- **TEXT PASSAGE**:
▼

First of all, please let me apologize for both bringing to the
attention of the community the issues which I believe to date
back to the days of APL, and for which, to the best of my
knowledge, no satisfactory solution was proposed ever since, and
for being, for the most part, a self-taught programmer, which
may occasionally result in the lack of knowledge whatsoever
about some of the well-known problems, solutions, textbooks and
so on on my part.
The problem that I'll discuss the first is the one of suboptimal
performance of the constructs like $y = F ($x), where there
aren't any variables involved besides of $y and $x, but where
the expression for F may otherwise be of arbitrarily complexity.
Consider, for example:
my $b
= $a * $a * ... * $a;
To my understanding, with PDL, the code above will be computed
roughly as follows:
my $b;
{
my $b2 = $a * $a;
my $b3 = $a * $b2;
...
$b = $a * $bN;
}
with each multiplication involving its own loop. Or, in
pseudo-C:
number b[size];
number b2[size];
for (i = 0; i < size; i++) { b2[i] = a[i] * a[i]; }
number b3[size];
for (i = 0; i < size; i++) { b3[i] = a[i] * b2[i]; }
...
for (i = 0; i < size; i++) { b[i] = a[i] * bN[i]; }
However, the same computation may be organized much more
efficiently by /lifting/ the loop out, like:
number b[size];
for (i = 0; i < size; i++) {
b[i] = a[i] * a[i] * ... a[i];
}
Now, why is the former code inefficient?
• N loops of M iterations each take at least N × M machine code
comparisons and jumps; which is N times more than a single
loop of M iterations for the latter case;
• each time the multiplication is done, a new object is created,
so we have as many memory allocations as there're non-mutating
operations;
• with the exception of the first and the last ones, the loop
body expressions for the first case access three arrays, which
hampers memory caching.
A simple-minded test case for this issue is like:
$ cat < ex-1.pdl
use PDL;
use PDL::GSL::RNG;
my $sz = 1024 * 1024 * 16;
my $rep = 4;
my $rng = PDL::GSL::RNG->new ('taus');
$rng->set_seed (1296745560);
my $a = $rng->get_uniform ($sz);
for (my $i = 0; $i < $rep; $i++) {
my $b = $a * $a * $a * $a * $a * $a * $a * $a;
print ($b->sumover ()->sumover (), "\n");
}
$ /usr/bin/time perl -f ex-1.pdl
1863048.54211578
1863048.54211578
1863048.54211578
1863048.54211578
4.76user 4.01system 0:08.78elapsed 99%CPU (0avgtext+0avgdata 0maxresident)k
0inputs+0outputs (0major+953426minor)pagefaults 0swaps
$
For the comparison, let us replace all the seven multiplications
with a call to a single 8-ary multiplication function (which is
trivial to create thanks to PDL::PP.) The change and the
resulting times are:
$ tail -n 4 < ex-2.pdl
for (my $i = 0; $i < $rep; $i++) {
my $b = mymult8 ($a, $a, $a, $a, $a, $a, $a, $a);
print ($b->sumover ()->sumover (), "\n");
}
$ /usr/bin/time perl -MMyPPex2 -f ex-2.pdl
1863048.54211578
1863048.54211578
1863048.54211578
1863048.54211578
2.26user 0.75system 0:03.01elapsed 100%CPU (0avgtext+0avgdata 0maxresident)k
0inputs+0outputs (0major+166973minor)pagefaults 0swaps
$
Note the reduction of both the processing time (2.9 times) and
the page faults count (5.7 times.)

▲

- **EXERCISE INPUTS**:
▼

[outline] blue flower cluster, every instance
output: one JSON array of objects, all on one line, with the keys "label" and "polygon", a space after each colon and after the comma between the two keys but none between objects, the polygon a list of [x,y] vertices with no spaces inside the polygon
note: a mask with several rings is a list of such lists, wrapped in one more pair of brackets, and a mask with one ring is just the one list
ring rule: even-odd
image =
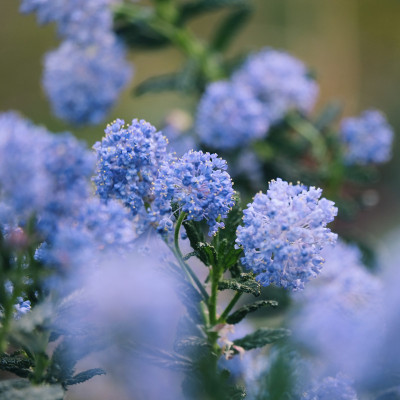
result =
[{"label": "blue flower cluster", "polygon": [[378,317],[382,285],[363,265],[355,246],[338,241],[322,256],[320,275],[293,296],[297,308],[291,328],[296,341],[322,360],[328,373],[339,370],[357,379],[355,374],[362,374],[370,357],[365,349],[384,326]]},{"label": "blue flower cluster", "polygon": [[106,136],[94,145],[97,174],[93,180],[100,198],[120,199],[143,222],[154,200],[158,170],[168,158],[168,142],[146,121],[124,124],[118,119],[108,125]]},{"label": "blue flower cluster", "polygon": [[341,375],[327,377],[304,393],[301,400],[358,400],[351,381]]},{"label": "blue flower cluster", "polygon": [[115,40],[81,46],[65,41],[46,54],[43,86],[54,113],[75,124],[101,122],[131,76]]},{"label": "blue flower cluster", "polygon": [[262,103],[243,85],[211,83],[198,105],[196,130],[214,149],[235,149],[262,139],[268,128]]},{"label": "blue flower cluster", "polygon": [[365,165],[388,161],[393,136],[391,126],[380,111],[367,110],[358,118],[345,118],[340,127],[345,162]]},{"label": "blue flower cluster", "polygon": [[212,148],[235,149],[264,138],[292,109],[309,113],[317,95],[318,85],[301,61],[267,48],[251,55],[231,81],[207,87],[196,130]]},{"label": "blue flower cluster", "polygon": [[0,209],[7,212],[1,230],[22,227],[23,241],[34,218],[43,240],[37,258],[60,268],[84,265],[111,245],[127,248],[134,238],[130,214],[116,201],[92,197],[94,167],[94,154],[71,134],[53,135],[16,113],[0,114]]},{"label": "blue flower cluster", "polygon": [[243,247],[243,264],[262,285],[299,290],[319,273],[322,248],[336,240],[326,225],[337,214],[321,193],[278,179],[244,210],[236,243]]},{"label": "blue flower cluster", "polygon": [[44,61],[43,86],[54,113],[74,124],[97,124],[132,75],[113,33],[112,0],[23,0],[21,12],[56,22],[61,46]]},{"label": "blue flower cluster", "polygon": [[22,13],[37,13],[40,24],[56,22],[60,36],[85,43],[112,29],[112,0],[22,0]]},{"label": "blue flower cluster", "polygon": [[251,55],[232,79],[252,90],[263,103],[271,124],[292,109],[309,113],[319,91],[300,60],[270,48]]},{"label": "blue flower cluster", "polygon": [[155,209],[163,217],[159,230],[172,227],[172,204],[187,213],[187,219],[206,219],[213,235],[224,226],[233,206],[233,188],[226,161],[216,154],[189,151],[182,158],[165,162],[154,185]]}]

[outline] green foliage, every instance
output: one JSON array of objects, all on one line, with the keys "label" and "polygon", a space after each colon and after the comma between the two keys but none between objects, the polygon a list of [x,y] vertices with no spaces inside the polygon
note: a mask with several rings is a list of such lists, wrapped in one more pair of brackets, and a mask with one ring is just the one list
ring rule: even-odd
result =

▲

- **TO BE DONE**:
• 1. Reproduce the rows verbatim, beginning with the line containing "[outline] green foliage, every instance" and continuing through the final line of the rows, both included.
• 2. Pick up the text on PDL array computation where it stops, and carry it forward from its last sentence.

- **TASK RESPONSES**:
• 1.
[outline] green foliage, every instance
output: one JSON array of objects, all on one line, with the keys "label" and "polygon", a space after each colon and after the comma between the two keys but none between objects, the polygon a list of [x,y] vertices with no spaces inside the polygon
note: a mask with several rings is a list of such lists, wrapped in one more pair of brackets, and a mask with one ring is just the one list
ring rule: even-odd
result =

• 2.
However, it should also be noted that, at the larger scale, this
problem doesn't lead to wasted machine cycles alone. Rather, it
leads to wasted human cycles, as it pressurizes the programmers
/not/ to use functions, as the loops cannot easily be lifted out
of functions into the calling code, with all the negative
consequences of this.
I believe that the most of the major array processors of today
(including the ones in GNU Octave, GNU R, r.mapcalc(1grass),
etc.) have this problem. (I have no experience with post-77
versions of Fortran with regards to this issue, and guess that
the particular implementations may have solutions for the
problem, or they may not.) My question is, however, will this
issue be considered by the PDL developers?
Somehow, I feel that the necessary parts of the solution may
include:
• deferred computation; (only compute the values, and thus
iterate, when the context is known);
• a language (and thus a set of primitives), to record the
computation as part of a deferred value, or /promise/; the
language should /not/ be Turing-complete, so that the
necessary rewriting work wouldn't become unmanageable.
(Note also that having a suitable language, a kind of dynamic
chunking may be implemented just as well, so that the solution
may be extended to utilize both shared- and separate-memory
multiprocessing architectures.)
However, I'm short of ideas currently.
Any suggestions?
TIA.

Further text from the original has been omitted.